Материалом для своей первой «пьесы первого разряда» Островский избрал не просто историю освобождения Руси от поляков, но сюжет исторической драмы Нестора Кукольника «Рука Всевышнего Отечество спасла», поставленной в Александринском театре в Петербурге 15 января 1834 г. и ставшей своеобразным знаком и «знаменем» официальной народности эпохи Николая I. Показательно, что известный летописец русского театра А. И. Вольф странным образом перепутал дату этой постановки, указав, что она состоялась «21 февраля» 3 . Дело в том, что вся драма основывалась на этой дате – дате избрания на престол Михаила Феодоровича, первого царя из династии Романовых. В финале драмы князь Пожарский призывал «Святой Руси бесчисленных детей»:

Из века в век, пока потухнет солнце,
Пока людей не истребится память,
Святите день избранья Михаила,
День двадцать первый февраля! 4

Вокруг этой даты было организовано всё сценическое действие. Пьеса представляла собою ряд сцен, показывающих водворение «порядка» на Руси в конце Смутного времени: организацию ополчения в Нижнем Новгороде, сплочение народа вокруг «гражданина Минина и князя Пожарского», изгнание поляков, разгром мятежных отрядов и, наконец, восшествие на престол долгожданной династии. Драмы в собственном смысле в пьесе Кукольника не было: борьбу страстей заменили патриотические чувства.

Вся цепь событий, соответственно идее пьесы и ее заглавию (взятому из трагедии В. А. Озерова «Димитрий Донской», 1809), явилась выражением некоей фатальной неизбежности, обеспеченной помощью «руки Божией». Бог возлюбил Россию, спас ее от внутренней крамолы и внешнего врага, даровал ей истинного царя. А в лице этого царя – единство, мир и народное благоденствие. Словом, «рука Всевышнего» в определенный исторический момент вмешалась в движение истории и предопределила судьбу Отечества.

Воскресла Русь! Гремят колокола!
Святители несут иконы; люди
Густой толпой теснятся с крестным ходом
Пред Костромским монастырем!..

------

ЗАДАНИЕ 1:
Ответьте по тексту о драме Кукольника:
(a) В каком театре и когда впервые поставили драму «Рука Всевышнего Отечество спасла»?
(b) Из какого произведения взято заглавие этой пьесы?
(c) Что, согласно тексту, заменило в пьесе борьбу страстей?
ЗАДАНИЕ 2:
Продолжите текст о драме Кукольника, начав сразу после последних процитированных стихов.
Приведенные далее записи никак не связаны с текстом о драме Кукольника.

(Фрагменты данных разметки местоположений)
------

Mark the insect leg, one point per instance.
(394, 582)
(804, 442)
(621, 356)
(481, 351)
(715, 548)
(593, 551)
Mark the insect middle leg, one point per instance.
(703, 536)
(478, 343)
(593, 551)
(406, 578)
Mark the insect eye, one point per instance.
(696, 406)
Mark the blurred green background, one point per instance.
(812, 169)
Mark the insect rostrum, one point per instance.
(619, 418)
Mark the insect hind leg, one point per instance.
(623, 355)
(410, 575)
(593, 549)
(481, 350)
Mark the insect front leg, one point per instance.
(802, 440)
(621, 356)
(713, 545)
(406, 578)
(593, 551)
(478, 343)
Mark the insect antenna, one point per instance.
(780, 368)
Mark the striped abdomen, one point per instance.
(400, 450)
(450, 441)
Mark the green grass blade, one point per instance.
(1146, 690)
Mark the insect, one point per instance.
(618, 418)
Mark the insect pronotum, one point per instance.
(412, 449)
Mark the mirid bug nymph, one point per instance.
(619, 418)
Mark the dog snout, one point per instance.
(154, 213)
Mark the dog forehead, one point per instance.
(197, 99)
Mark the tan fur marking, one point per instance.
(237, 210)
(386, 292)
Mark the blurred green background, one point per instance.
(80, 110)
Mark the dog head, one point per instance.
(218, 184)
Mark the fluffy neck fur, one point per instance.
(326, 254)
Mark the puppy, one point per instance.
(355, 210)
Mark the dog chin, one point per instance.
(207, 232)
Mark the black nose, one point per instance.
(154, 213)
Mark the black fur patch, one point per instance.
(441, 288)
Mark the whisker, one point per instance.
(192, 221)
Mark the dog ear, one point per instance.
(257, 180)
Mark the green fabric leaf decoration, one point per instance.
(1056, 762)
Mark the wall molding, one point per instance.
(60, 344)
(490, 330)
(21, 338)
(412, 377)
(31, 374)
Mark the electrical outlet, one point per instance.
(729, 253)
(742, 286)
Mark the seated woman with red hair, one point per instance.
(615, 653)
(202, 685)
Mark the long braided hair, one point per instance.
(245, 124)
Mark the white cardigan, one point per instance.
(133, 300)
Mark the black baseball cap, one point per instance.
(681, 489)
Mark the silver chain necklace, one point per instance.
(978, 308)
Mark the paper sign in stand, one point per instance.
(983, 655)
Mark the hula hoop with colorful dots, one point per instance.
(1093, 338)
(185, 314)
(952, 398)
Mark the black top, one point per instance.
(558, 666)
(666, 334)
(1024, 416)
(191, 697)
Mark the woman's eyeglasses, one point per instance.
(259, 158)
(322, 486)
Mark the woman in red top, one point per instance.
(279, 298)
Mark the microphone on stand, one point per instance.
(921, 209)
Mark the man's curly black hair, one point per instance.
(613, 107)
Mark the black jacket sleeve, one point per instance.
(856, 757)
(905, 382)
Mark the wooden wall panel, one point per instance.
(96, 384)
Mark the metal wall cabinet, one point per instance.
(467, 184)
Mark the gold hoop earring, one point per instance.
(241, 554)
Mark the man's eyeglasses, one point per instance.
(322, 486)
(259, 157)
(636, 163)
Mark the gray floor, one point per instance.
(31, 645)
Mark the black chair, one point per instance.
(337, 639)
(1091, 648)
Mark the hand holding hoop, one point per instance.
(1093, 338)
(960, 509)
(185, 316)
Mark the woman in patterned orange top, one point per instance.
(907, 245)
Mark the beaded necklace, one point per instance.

------

ОТВЕТ 1:
(a) В Александринском театре в Петербурге, 15 января 1834 г.
(b) Из трагедии В. А. Озерова «Димитрий Донской» (1809).
(c) Патриотические чувства.

ОТВЕТ 2:
Это – уже в финале. В начале – в поэтической форме были преображены исторические события. Вот «гражданин Минин» на берегу Волги оплакивает кончину Ляпунова (прежнего руководителя ополчения) и обдумывает, как «спасти Святую Русь». Его вдохновляет «глас небесный от Востока» – и он решается произнести свою речь к нижегородцам. В этой речи особенно показательно постоянное упование на помощь «неземных», надличностных сил: «Бог велит!..» И князь Пожарский становится воеводой народного ополчения именно потому, что боится чем-нибудь нарушить промысел этой «руки Всевышнего»: «Мне Тот отъемлет силы, / Чей суд сильнее всех людских желаний». Герои этого действа – говорящие марионетки, лишенные самостоятельности и характеров. По смыслу драмы, каждый из них явился только послушным и верным орудием этой самой «руки Всевышнего». Минин спасает Пожарского от смертельных интриг казацких атаманов Заруцкого и Заварзина призывом: «Я Божий суд несу!». А когда открывает измену Заруцкого, возжаждавшего незаконно сесть на престол, – восклицает: «О Русский Бог, смири его гордыню!» После чего Заруцкого, в полном противоречии с исторической действительностью его же казаки «поражают копьями».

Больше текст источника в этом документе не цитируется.